Short task A
Copy out every line in the listing below that contains the string "blue".

━━ Page text

1

I tried to implement custom Linq Chunk function and found this code example This function should separate IEnumerable into IEnumerable of concrete size

public static class EnumerableExtentions
{
    public static IEnumerable<IEnumerable<T>> Batch<T>(this IEnumerable<T> source, int size)
    {
        using (var enumerator = source.GetEnumerator())
        {
            while (enumerator.MoveNext())
            {
                int i = 0;
                IEnumerable<T> Batch()
                {
                    do yield return enumerator.Current;
                    while (++i < size && enumerator.MoveNext());
                }
                yield return Batch();
            }
        }
    }
}

So, I have a question.Why when I try to execute some Linq operation on the result, they are incorrect? For example:

IEnumerable<int> list = Enumerable.Range(0, 10);
Console.WriteLine(list.Batch(2).Count()); // 10 instead of 5

I have an assumption, that it happens because inner IEnumerable Batch() is only triggered when Count() is called, and something goes wrong there, but I don't know what exactly.

Kosmonik
  • 23
  • 4
  • The outer loop shouldn't be calling MoveNext(). – ScottyD0nt Oct 31 '22 at 17:30
  • The problem is you didn't skip elements in your loop. – Rivo R. Oct 31 '22 at 17:40
  • Side note: what you trying to do (have two or more iterators actively pointing to different positions into the original sequence) is simply impossible. So whatever you try will fail one way or another. You have to non-lazily iterate inner sequences. – Alexei Levenkov Oct 31 '22 at 17:51

3 Answers3

2

I have an assumption, that it happens because inner IEnumerable Batch() is only triggered when Count() is called

It's the opposite. The inner IEnumerable is not consumed, when you call Count. Count only consumes the outer IEnumerable, which is this one:

while (enumerator.MoveNext())
{
    int i = 0;
    IEnumerable<T> Batch()
    {
        // the below is not executed by Count!
        // do yield return enumerator.Current;
        // while (++i < size && enumerator.MoveNext());
    }
    yield return Batch();
}

So what Count would do is just move the enumerator to the end, and counts how many times it moved it, which is 10.

Compare that to how the author of this likely have intended this to be used:

foreach (var batch in someEnumerable.Batch(2)) {
    foreach(var thing in batch) {
        // ...

━━━━
━━ Supplied information

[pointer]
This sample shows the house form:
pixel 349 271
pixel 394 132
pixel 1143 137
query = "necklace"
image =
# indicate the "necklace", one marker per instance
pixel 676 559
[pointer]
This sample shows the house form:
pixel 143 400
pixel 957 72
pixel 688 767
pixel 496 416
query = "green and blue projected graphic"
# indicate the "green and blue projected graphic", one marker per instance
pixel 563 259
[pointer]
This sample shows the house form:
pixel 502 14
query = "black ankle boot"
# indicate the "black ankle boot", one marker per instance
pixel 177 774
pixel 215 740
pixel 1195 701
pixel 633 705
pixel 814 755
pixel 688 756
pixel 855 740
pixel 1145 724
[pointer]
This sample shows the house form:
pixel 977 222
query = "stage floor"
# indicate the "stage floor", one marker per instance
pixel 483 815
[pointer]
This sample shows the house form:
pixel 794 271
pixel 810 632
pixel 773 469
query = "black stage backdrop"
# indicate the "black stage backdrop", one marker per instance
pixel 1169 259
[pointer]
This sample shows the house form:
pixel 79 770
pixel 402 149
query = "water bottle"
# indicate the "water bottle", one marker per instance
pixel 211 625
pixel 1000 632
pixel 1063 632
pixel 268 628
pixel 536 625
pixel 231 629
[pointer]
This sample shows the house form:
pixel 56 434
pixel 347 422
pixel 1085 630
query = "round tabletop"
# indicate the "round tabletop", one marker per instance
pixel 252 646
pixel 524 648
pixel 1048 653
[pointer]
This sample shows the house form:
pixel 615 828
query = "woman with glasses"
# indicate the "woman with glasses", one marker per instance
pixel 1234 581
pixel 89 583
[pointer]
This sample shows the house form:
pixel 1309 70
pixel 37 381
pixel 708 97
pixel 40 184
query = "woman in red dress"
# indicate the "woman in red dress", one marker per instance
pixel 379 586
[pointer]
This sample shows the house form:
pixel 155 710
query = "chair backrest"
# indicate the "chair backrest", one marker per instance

━━━━

Short task B
Keep going with the forum thread about the C# Batch extension method, picking up right after its last line.

Task output A
query = "green and blue projected graphic"
# indicate the "green and blue projected graphic", one marker per instance

Task output B
    }
}

I'm also consuming the inner IEnumerables using an inner loop, hence running the code inside the inner Batch. This yields the current element, then also moves the source enumerator forward. It yields the current element again before the ++i < size check fails. The outer loop is going to move forward the enumerator again for the next iteration. And that is how you have created a "batch" of two elements.

Notice that the "enumerator" (which came from someEnumerable) in the previous paragraph is shared between the inner and outer IEnumerables. Consuming either the inner or outer IEnumerable will move the enumerator, and it is only when you consume both the inner and outer IEnumerables in a very specific way, does the sequence of things in the previous paragraph happen, leading to you getting batches.

In your case, you can consume the inner IEnumerables by calling ToList:

Console.WriteLine(list.Batch(2).Select(x => x.ToList()).Count()); // 5

While sharing the enumerator here allows the batches to be lazily consumed, it limits the client code to only consume it in very specific ways. In the .NET 6 implementation of Chunk, the batches (chunks) are eagerly computed as arrays:

public static IEnumerable<TSource[]> Chunk<TSource>(this IEnumerable<TSource> source, int size)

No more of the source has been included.